Consigne:
Recopiez mot pour mot toutes les lignes ci-dessous, sans rien changer, mais laissez les images de côté dans votre réponse.

Les données:
|---|

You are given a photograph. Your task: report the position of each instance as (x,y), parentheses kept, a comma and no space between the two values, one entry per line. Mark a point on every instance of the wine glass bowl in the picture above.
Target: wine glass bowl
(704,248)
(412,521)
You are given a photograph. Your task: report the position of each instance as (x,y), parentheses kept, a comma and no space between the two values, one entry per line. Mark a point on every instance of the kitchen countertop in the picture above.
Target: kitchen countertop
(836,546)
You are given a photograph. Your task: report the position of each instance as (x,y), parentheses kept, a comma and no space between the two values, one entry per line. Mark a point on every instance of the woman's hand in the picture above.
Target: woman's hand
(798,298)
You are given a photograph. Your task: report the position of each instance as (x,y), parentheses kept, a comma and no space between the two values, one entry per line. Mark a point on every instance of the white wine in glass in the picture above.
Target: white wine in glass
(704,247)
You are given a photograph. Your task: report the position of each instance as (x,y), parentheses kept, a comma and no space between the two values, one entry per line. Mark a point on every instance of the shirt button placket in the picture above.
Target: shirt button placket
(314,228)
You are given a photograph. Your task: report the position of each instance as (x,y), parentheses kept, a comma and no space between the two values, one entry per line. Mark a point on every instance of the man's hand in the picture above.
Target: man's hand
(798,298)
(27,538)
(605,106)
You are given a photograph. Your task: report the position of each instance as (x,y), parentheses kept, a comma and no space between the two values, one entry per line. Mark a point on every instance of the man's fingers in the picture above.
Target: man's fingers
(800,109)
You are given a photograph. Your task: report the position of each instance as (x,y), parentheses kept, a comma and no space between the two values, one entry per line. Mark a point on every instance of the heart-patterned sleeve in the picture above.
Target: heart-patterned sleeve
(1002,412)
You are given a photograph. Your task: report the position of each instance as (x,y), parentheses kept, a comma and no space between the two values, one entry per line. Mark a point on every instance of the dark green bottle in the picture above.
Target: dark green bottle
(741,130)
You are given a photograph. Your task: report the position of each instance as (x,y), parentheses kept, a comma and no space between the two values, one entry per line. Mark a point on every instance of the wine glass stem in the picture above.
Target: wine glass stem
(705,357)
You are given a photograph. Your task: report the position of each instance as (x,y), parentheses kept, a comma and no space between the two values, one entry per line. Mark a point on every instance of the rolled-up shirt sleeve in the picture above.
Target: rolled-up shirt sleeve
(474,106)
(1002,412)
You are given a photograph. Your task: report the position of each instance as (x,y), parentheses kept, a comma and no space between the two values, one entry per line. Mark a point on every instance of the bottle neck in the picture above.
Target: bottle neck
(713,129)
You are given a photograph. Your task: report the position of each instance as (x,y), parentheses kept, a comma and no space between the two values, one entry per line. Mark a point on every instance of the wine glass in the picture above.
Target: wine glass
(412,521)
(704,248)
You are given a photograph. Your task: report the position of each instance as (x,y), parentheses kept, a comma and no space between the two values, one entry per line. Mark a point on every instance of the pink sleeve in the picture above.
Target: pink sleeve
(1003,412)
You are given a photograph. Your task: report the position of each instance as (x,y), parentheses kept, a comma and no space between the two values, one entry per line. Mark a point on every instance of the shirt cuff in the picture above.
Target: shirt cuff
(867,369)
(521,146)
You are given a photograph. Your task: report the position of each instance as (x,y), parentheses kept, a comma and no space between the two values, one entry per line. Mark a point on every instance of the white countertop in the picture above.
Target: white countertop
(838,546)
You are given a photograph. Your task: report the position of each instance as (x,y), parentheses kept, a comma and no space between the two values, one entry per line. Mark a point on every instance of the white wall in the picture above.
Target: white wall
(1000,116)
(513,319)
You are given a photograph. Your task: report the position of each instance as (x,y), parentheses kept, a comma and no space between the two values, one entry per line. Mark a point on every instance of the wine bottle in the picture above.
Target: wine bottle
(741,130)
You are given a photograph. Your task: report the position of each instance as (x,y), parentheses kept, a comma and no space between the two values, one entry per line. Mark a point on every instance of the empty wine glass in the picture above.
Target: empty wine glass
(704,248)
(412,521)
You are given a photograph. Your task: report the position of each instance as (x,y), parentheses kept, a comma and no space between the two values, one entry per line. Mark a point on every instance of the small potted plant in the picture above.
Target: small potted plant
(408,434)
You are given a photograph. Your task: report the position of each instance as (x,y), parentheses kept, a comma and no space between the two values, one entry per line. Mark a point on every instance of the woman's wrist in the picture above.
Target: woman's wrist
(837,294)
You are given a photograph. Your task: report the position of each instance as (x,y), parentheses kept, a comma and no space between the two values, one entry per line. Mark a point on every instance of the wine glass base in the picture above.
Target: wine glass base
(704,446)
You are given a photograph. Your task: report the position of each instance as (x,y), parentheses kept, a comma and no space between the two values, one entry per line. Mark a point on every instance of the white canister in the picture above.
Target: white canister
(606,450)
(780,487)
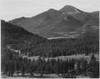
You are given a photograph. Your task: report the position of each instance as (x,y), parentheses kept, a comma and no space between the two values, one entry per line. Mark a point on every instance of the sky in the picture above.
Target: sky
(10,9)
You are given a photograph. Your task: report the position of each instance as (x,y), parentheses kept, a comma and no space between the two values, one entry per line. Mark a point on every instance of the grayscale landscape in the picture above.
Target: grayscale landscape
(60,43)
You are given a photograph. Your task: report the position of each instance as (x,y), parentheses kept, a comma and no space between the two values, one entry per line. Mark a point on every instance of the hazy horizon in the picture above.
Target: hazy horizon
(11,9)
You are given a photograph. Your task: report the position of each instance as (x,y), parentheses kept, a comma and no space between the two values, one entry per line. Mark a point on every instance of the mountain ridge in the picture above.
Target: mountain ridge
(46,24)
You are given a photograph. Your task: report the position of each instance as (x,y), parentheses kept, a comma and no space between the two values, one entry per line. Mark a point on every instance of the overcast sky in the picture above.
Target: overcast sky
(10,9)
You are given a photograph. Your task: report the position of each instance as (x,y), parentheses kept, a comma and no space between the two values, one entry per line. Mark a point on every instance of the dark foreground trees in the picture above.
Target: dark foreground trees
(15,64)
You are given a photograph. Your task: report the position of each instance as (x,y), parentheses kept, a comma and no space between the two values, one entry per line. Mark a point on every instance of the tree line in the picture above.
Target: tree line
(12,63)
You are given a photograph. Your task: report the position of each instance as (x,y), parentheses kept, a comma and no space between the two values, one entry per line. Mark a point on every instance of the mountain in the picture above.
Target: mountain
(68,22)
(17,37)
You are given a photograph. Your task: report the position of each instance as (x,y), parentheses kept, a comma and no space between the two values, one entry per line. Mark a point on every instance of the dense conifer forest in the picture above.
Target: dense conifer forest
(16,38)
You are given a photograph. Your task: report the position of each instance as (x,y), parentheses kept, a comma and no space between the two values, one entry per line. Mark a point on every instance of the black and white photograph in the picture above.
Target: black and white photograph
(49,39)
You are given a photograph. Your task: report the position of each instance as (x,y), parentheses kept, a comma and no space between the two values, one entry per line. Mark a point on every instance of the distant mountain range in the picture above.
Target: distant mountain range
(64,23)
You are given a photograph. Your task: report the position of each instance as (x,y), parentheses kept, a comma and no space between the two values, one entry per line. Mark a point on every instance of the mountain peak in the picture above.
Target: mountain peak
(52,10)
(68,9)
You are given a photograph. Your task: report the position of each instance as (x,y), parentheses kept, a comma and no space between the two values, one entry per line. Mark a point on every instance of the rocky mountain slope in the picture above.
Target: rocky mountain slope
(64,23)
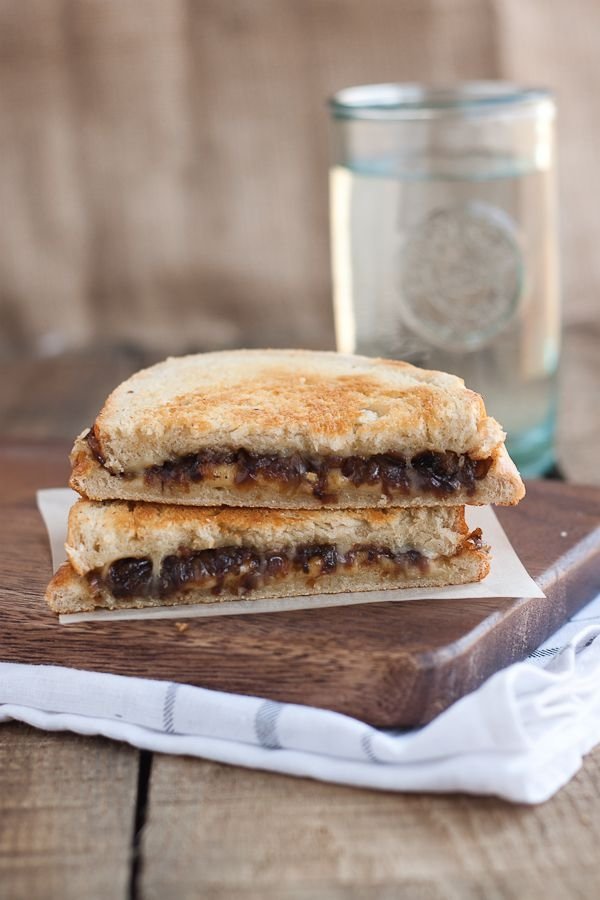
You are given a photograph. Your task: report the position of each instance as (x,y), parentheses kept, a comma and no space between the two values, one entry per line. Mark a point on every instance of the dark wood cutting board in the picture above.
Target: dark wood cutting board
(391,664)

|---|

Résultat:
You are given a photograph. Your task: report the position of each instance as (x,y), parentheses kept, a comma and no space between the two values, one entry per line. Mark a point on every instance of the wine glass bowl in the picture above.
Target: wine glass bowl
(704,248)
(412,521)
You are given a photograph. Your task: report the position of each instance as (x,y), parentheses kept, a comma and no space between the two values, one entry per line. Mark a point on every instance of the kitchen countertop in the picture above.
Target: kitchen countertop
(836,546)
You are given a photograph. Your task: report the position of each instance as (x,y), parentheses kept, a comma and no space between the two values, one entry per line. Mark a point on every instance of the woman's hand in the picture above.
Target: woman's hand
(798,298)
You are given a photograph. Your task: report the position of each instance as (x,y), parentheses kept, a comma and no space between the two values, one entry per line. Mark a point on every instance of the white wine in glass in the picture above.
Target: white wine in glass
(704,247)
You are given a photograph. Your task: report the position of each instance as (x,y), parentheses kept, a comma and no space between the two values, one entry per line. Mark a point on every instance of the shirt button placket in the picture above.
Target: shirt button placket
(314,228)
You are given a photograph. Your task: report the position of each instance as (x,y), parentheses kept, a comma and no space between the two values, one entry per line. Mark a point on every instance of the man's hand in the picture above.
Target: man's hand
(798,298)
(27,538)
(605,106)
You are given a photograph. Your task: report the position of each instance as (x,y), parentheses kept, a comma and no space between the two values, one entry per line. Mark a point on every instance of the man's fingers in the picture above.
Target: man's fingers
(800,109)
You are given a photograph. Your task: report the position of each instance as (x,y), parentheses kept, a comma and no space between the two values, one entry per line. Mark a point on every instance of the heart-patterned sleeve in the picture above.
Target: heart-patterned sleeve
(1002,412)
You are given a photograph. Your task: report the position of each instance as (x,y), parentheses kept, a comma and no space between the two values, one entry per line. Mark a point on every instance of the dark green bottle in the picture above.
Target: dark green bottle
(741,130)
You are given a photograph. Your task: report the position of each instance as (x,y), parentheses kept, a comma and no space between the two values, one entry per line. Mark a point on every instance of the wine glass stem in the picture above.
Target: wine glass stem
(705,357)
You are given a photograph. Your task: report the position of each instance as (x,y), parentheses kept, a comma and no space between the two values, one entry per line. Mark a point on every instance of the rolled-up shirt sleeve in the picture above.
Target: rolled-up shirt sleeve
(474,106)
(1002,412)
You are given a photograph. Your task: report the position of each instance as (x,y), parentheses kept, a comma and no space between the two values, one entry per line. Mark a point on every instance of the bottle neck in the picture above.
Target: bottle neck
(713,129)
You are given a photograph. Your task: report the position of each instance as (x,y), parentheses kept, a comma and no space between the two values, one entry per line. Mark a point on every instance of the wine glass in the picture above.
Target: wine glass
(412,521)
(704,248)
You are given a photograph. Your task: report the position of each instance as (x,y), parentheses kept, a comma and no space between the two values, one entry per line. Mark a point on every instance of the pink sleeve in the picture above.
Target: pink sleeve
(1003,412)
You are given a photograph. Your task: report the position of each instance as (x,y), parentheses kept, a comma and no space between the two values, one entry per line. Mark a point on every instance of the shirt cuff in the picture above.
Target: shirt cuff
(867,369)
(521,146)
You are given a photograph. Your task: report the position of each instance as (x,y), parentheses kept, a comma and no space between the two values, one entry per line. Mark a point on every instance of the white countertop in the picture above.
Target: white countertop
(838,546)
You are given a photograph. Your task: report the position of each instance as (x,y), parentheses kept, a comma and no space between the two values, one entry per line. Mark a point on every instance of the white wall in the picture above.
Target: white wall
(1000,116)
(513,319)
You are given a photograph. Your task: report the position of each instance as (x,y), parentheses kept, a comma and no space between the two values, one entry per line. Mark a point on every instance of the wine bottle in the picture above.
Target: wine bottle
(741,130)
You are given a photograph. Your task: report the position of each instance as (x,y), parentheses kept, a comma and no space between the two values, one entry per line. Mark a point on every instance of the empty wine glass in the picture above.
Target: empty wine glass
(704,248)
(412,521)
You are given a photograph. Your task: report the position of each instance as (x,y), parentheses kept, a comma and no space between the two values, one entry per line. Mark a point on every instance of the small potted plant in the picture above.
Target: small potted plant
(408,434)
You are given a photograph. Your task: report the position of each instance as (x,y), parentheses kept, a comma and no space between the two values, one entry per line. Mark a point on every instance of the woman's wrist in the picture above.
Target: woman's wrist
(837,294)
You are given a photograph. Your task: report the position of each instance as (x,y), parentheses kept, a comma and no space between the two values, one entry per line. Mark a point on every instance of the wine glass base in the picture above.
Target: wine glass base
(704,446)
You are given a photograph. Your task: report the position of each instance as (x,y), parentheses kept, a comma and no space between the two values, one entry per line. Mark a point on every instance of the white canister in the picture above.
Target: white canister
(606,450)
(780,487)
You are given a photograph. Your task: report the position of each instance as (x,y), parentheses kept, a comma and no space between the two values, one entry per line. Mark a point on every instance of the sky in the picture above.
Target: sky
(10,9)
You are given a photograph. Your task: report the position of each instance as (x,y), parentheses kept, a comma and no space between the two values, one entry per line. Mark a point on every instance of the grayscale landscape in the picture above.
Target: grayscale landscape
(60,43)
You are given a photograph. Your task: report the position of each instance as (x,y), parentheses kept, a comma and no space between the two values, one entry per line. Mark a point on every instance of the hazy horizon in the picture above.
Target: hazy horizon
(11,9)
You are given a photograph. Your task: report the position of each instance as (x,y), parentheses kept, a comma and no space between the two values, one entry per line. Mark a point on every instance of the mountain ridge in the picture above.
Target: mountain ridge
(46,24)
You are given a photograph. Your task: report the position of each instance as (x,y), parentheses kept, a comma and no space between the two values, one entry per line. Mark a point on every instance of the overcast sky in the picture above.
Target: overcast sky
(10,9)
You are given a photograph. Your task: report the position of each instance as (x,y), parentheses kept, a comma and no space between the two values, one entry per line. Mark a point on every instance of the dark foreground trees in the picture above.
Target: dark foreground trees
(15,64)
You are given a photograph. Your task: report the position of each instance as (x,y), parentheses kept, a comma and no space between the two values, one entry per line. Mark a point on every instance of the tree line in the picture above.
Target: tree line
(12,63)
You are given a photograph. Your task: report the position of each instance as (x,y), parentheses kept, a comma and no space between the two values, one entry per line. Mark a point on every instance of the mountain in the picture above.
Target: mountain
(68,22)
(17,37)
You are given a photograph. Your task: report the position of each instance as (x,y), parentheses kept, a comma and no space between the two values, one entry per line. Mark a point on every instance of the dense conifer forest in the picture above.
Target: dense conifer forest
(16,38)
You are given a photograph. Your task: report the position of each instance as (x,y), parentheses kept, a comma and no space between the two values, one entry per line. Mark a point on every instance of the black and white photograph in the picture above.
Target: black and white photograph
(49,39)
You are given a photograph. Your task: report the position of each instance as (x,y), parentheses kept, a comma and no space between the two values, one entry per line. Mark a point on every instance of the distant mountain range in the picture above.
Target: distant mountain range
(64,23)
You are given a photograph. Your task: report the position of each instance as (x,y), parentheses kept, a comma and no space between the two values, one entry per line. Mark a point on every instance of the mountain peak in the picture above.
Target: mountain peak
(52,10)
(68,9)
You are given a photograph. Your task: report the position of each instance as (x,y), parentheses kept, a comma and no space between the two values, one entry per line. Mark a point on every instance of the rocky mountain slope in the picture above.
Target: rocky mountain slope
(64,23)
You are given a photograph. Your task: report the position of each instance as (x,y), parentheses kept, a comma and no space between the two values, one entry per line. Mark a point on every instance of the dark wood cutting board in the picture above.
Target: dark wood cutting board
(391,664)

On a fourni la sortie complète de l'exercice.